### Data to use

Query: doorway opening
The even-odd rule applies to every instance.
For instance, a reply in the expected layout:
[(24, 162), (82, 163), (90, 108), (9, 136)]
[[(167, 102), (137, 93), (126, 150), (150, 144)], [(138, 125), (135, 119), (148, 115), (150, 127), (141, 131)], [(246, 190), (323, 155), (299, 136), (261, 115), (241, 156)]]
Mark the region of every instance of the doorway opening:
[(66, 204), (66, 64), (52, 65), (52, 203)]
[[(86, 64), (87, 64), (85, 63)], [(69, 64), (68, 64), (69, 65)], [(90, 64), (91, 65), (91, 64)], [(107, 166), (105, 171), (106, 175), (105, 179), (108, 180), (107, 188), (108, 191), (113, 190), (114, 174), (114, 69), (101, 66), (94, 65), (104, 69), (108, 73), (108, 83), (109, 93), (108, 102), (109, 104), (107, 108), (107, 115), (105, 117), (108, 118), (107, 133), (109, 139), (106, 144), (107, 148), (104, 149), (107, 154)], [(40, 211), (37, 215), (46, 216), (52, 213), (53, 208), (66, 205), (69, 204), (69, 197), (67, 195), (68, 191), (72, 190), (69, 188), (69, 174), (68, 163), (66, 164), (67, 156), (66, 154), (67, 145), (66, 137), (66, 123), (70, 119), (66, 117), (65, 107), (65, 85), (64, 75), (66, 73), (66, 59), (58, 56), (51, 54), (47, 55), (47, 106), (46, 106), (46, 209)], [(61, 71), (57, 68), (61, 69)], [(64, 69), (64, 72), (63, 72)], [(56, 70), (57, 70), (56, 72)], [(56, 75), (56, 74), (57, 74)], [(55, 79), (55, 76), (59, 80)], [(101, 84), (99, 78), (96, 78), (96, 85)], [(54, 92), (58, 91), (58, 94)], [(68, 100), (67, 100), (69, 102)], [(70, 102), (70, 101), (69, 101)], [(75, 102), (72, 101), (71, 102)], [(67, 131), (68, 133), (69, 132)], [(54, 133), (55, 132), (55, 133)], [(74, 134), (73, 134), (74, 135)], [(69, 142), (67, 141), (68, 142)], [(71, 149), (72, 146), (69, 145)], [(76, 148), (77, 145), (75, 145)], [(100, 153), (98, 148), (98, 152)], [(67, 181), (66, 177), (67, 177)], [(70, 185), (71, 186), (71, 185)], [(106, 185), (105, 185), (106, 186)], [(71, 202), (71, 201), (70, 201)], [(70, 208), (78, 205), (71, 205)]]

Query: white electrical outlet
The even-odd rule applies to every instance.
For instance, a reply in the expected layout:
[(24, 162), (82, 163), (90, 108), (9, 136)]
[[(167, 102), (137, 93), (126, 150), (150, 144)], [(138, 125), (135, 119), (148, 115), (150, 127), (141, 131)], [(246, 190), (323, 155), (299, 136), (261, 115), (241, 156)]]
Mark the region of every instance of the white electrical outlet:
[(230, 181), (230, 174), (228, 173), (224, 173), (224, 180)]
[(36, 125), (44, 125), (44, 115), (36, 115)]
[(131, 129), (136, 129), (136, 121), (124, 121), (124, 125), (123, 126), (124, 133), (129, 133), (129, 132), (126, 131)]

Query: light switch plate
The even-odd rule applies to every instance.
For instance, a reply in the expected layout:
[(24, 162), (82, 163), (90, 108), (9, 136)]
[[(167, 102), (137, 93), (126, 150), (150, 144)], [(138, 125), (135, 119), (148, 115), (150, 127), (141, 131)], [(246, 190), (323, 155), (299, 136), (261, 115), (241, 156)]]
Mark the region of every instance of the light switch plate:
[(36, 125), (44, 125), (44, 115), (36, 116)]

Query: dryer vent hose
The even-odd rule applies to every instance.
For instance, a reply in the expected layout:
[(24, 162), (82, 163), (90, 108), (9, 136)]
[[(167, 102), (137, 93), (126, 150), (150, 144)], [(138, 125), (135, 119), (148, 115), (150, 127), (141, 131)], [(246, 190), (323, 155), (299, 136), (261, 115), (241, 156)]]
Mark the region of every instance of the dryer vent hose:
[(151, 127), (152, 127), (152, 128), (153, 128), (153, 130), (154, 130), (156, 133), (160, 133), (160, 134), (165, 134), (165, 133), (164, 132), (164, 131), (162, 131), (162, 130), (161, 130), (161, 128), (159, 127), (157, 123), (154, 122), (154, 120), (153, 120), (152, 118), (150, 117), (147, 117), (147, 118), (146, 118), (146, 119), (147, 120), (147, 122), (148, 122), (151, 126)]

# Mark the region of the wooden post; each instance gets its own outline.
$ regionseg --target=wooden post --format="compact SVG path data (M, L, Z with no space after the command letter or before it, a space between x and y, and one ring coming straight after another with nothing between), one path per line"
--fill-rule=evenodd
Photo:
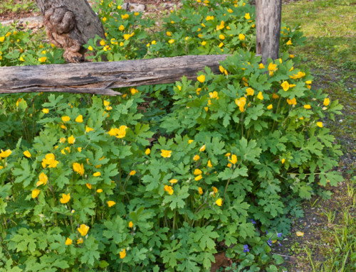
M256 0L256 53L267 58L278 58L281 35L282 0Z
M117 95L112 88L196 80L206 66L221 73L228 55L185 55L106 62L0 67L0 94L60 92Z
M98 16L86 0L36 0L43 15L43 23L51 43L64 48L67 62L84 60L83 45L95 35L105 38L105 31Z

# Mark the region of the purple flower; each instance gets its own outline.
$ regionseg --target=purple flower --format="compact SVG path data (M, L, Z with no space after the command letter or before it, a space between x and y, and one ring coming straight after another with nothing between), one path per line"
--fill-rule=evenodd
M244 252L249 252L250 250L248 249L248 245L244 244Z

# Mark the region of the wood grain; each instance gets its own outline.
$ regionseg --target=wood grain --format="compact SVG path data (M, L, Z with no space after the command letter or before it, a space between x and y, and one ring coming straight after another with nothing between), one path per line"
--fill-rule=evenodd
M117 95L112 88L174 83L182 76L195 80L228 55L189 55L120 62L0 67L0 93L63 92Z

### Short task
How many lines in the records above contain the word "purple"? Reply with the number alone.

### Result
2